SOURCE start
Museveni banks on digitised tax reforms to raise sh37.2 trillion in taxes

Museveni noted that Uganda’s revenue collection capacity has improved, with projections indicating that shillings 31.9 trillion will be collected by the end of the current fiscal year. This represents 14.3 per cent of the country’s total economic output.

Among these systems, Museveni emphasised the role of Digital Tax Stamps (DTS)  and Electronic Fiscal Receipting and Invoicing Solutions (EFRIS) in improving real-time monitoring of taxable transactions and ensuring accurate revenue declarations.
By Michael Odeng
Journalists @New Vision
#President Yoweri Museveni #Revenue #Digitised tax initiatives #Economy


KAMPALA - President Yoweri Museveni says the Government aims to raise shillings 37.2 trillion in revenue in the 2025/26 financial year, citing the reduction of tax evasion through the use of digitised tax initiatives as the key strategy to achieve this target.

He made the remarks last week during his 2025 State of the Nation Address ahead of the budget reading this week.

Museveni noted that Uganda’s revenue collection capacity has improved, with projections indicating that shillings 31.9 trillion will be collected by the end of the current fiscal year. This represents 14.3 per cent of the country’s total economic output.

According to the World Bank, 86 per cent of low-income countries collect less than 15 per cent of their GDP in taxes, a level considered inadequate for sustainable development.

“In 1986, the Government collected only shillings five billion in revenue because private businesses and manufacturing had collapsed. When the NRM took power, we embarked on rehabilitating the economy and adopted policies of liberalisation and public sector reform. As a result, revenue collection capacity has improved,” Museveni said.
SOURCE end
DATA FOR THIS TASK start
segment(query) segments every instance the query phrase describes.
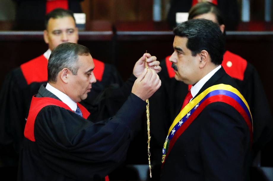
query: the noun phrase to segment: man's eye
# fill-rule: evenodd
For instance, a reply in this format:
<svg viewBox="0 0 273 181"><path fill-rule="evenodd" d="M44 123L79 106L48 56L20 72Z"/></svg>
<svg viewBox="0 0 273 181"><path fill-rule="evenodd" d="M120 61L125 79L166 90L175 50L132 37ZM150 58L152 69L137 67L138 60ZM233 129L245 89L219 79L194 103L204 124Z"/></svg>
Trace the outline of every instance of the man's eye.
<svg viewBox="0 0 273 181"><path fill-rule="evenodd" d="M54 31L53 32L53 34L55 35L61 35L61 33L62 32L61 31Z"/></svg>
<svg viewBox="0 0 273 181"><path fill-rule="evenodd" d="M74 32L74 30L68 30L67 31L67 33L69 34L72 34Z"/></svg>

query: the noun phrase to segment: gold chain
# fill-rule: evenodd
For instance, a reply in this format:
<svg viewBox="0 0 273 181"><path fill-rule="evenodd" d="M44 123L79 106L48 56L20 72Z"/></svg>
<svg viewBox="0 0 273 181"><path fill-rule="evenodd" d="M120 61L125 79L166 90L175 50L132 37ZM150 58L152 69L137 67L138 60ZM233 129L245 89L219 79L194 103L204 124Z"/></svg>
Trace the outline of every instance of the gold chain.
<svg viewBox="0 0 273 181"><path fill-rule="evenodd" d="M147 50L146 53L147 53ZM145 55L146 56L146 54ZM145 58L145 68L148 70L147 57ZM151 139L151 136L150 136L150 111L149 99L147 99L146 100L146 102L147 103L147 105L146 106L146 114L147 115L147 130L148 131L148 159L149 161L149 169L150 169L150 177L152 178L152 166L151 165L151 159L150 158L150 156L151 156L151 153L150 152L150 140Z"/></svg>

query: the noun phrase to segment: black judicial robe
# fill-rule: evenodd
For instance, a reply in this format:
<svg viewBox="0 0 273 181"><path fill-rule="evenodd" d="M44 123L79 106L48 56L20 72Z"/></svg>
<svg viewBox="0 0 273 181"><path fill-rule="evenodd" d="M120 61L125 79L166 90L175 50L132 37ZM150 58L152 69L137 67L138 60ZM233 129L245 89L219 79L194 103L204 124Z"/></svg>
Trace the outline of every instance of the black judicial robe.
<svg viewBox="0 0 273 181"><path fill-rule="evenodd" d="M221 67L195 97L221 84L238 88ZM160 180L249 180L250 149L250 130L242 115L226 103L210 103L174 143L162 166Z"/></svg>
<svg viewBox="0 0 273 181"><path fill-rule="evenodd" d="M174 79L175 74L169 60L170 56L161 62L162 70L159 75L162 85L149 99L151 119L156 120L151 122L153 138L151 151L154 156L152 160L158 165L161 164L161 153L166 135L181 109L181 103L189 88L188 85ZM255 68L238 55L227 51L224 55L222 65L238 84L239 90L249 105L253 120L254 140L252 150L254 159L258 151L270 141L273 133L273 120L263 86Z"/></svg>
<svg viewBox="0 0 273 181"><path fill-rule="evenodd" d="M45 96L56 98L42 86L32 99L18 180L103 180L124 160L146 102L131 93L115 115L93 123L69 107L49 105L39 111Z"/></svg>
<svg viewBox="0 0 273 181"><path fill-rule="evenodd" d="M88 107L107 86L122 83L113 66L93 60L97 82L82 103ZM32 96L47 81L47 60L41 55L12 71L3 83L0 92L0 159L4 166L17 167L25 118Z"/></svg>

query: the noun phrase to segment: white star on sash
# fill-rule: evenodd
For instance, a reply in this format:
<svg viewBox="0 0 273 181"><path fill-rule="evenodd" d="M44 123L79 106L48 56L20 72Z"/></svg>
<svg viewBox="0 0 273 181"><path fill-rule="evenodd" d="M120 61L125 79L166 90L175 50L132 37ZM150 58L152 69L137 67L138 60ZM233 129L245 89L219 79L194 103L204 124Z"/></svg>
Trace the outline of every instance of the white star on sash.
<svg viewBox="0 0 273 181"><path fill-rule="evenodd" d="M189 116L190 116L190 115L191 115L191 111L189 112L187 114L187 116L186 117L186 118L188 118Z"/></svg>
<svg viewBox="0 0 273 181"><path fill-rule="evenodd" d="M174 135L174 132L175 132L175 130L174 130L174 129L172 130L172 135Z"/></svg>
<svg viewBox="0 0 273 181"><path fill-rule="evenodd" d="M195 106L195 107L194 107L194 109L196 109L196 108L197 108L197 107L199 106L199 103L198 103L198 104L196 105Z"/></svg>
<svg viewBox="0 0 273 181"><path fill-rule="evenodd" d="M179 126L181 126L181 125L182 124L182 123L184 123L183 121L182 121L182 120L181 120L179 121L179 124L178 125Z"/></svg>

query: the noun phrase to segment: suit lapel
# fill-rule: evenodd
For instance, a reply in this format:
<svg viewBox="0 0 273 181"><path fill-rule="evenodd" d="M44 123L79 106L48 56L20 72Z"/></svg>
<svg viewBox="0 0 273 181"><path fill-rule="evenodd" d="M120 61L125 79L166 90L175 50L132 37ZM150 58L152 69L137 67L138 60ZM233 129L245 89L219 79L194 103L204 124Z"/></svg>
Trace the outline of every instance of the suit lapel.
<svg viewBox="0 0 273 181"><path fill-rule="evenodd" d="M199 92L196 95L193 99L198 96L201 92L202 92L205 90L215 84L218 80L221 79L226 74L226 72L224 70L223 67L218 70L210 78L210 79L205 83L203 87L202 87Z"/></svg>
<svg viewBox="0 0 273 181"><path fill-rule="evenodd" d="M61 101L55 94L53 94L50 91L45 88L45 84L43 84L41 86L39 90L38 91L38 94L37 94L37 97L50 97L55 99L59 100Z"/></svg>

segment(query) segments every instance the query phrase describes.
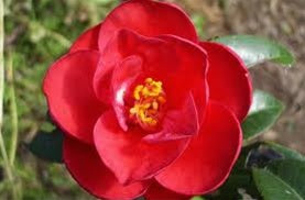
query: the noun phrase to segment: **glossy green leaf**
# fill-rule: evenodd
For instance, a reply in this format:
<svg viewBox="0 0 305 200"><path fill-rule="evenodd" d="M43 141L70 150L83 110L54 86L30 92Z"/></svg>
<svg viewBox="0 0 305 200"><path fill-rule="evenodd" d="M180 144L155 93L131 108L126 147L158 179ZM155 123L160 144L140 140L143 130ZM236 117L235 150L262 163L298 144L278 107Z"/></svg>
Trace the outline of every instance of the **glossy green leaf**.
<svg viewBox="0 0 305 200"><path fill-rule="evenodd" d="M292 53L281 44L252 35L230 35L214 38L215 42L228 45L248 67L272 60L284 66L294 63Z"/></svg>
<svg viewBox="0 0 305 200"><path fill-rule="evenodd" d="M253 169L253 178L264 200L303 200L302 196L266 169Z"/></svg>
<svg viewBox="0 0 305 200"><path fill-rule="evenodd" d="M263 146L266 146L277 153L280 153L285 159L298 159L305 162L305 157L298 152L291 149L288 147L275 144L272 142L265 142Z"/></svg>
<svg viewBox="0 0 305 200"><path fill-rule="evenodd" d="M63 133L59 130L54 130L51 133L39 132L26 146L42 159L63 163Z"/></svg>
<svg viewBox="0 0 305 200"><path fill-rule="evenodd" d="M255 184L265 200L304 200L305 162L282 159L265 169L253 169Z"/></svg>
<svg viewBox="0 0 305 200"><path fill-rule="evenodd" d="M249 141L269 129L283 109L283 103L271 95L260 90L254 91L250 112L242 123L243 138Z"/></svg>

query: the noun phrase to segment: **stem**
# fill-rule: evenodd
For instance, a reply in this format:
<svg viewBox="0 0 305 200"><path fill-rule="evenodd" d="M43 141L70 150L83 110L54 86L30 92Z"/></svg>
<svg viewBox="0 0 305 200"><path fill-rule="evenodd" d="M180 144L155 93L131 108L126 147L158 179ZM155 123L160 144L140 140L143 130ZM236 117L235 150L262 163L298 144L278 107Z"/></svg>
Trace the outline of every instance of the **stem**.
DATA FOR THIS TASK end
WORK INSTRUCTIONS
**a.** From the article on Uganda's tax revenue, reproduce the passage starting with "KAMPALA - President" and going on through "achieve this target.".
**b.** Transcribe the lines of the rows exactly, starting with the line with "query: the noun phrase to segment: suit lapel" and going on through the line with "Trace the outline of every instance of the suit".

FULL ANSWERS
**a.**
KAMPALA - President Yoweri Museveni says the Government aims to raise shillings 37.2 trillion in revenue in the 2025/26 financial year, citing the reduction of tax evasion through the use of digitised tax initiatives as the key strategy to achieve this target.

**b.**
query: the noun phrase to segment: suit lapel
# fill-rule: evenodd
For instance, a reply in this format:
<svg viewBox="0 0 273 181"><path fill-rule="evenodd" d="M44 123L79 106L48 56L20 72Z"/></svg>
<svg viewBox="0 0 273 181"><path fill-rule="evenodd" d="M120 61L125 79L166 90L175 50L132 37ZM150 58L152 69L137 67L138 60ZM233 129L245 89L219 79L194 103L204 124Z"/></svg>
Trace the outline of every instance of the suit lapel.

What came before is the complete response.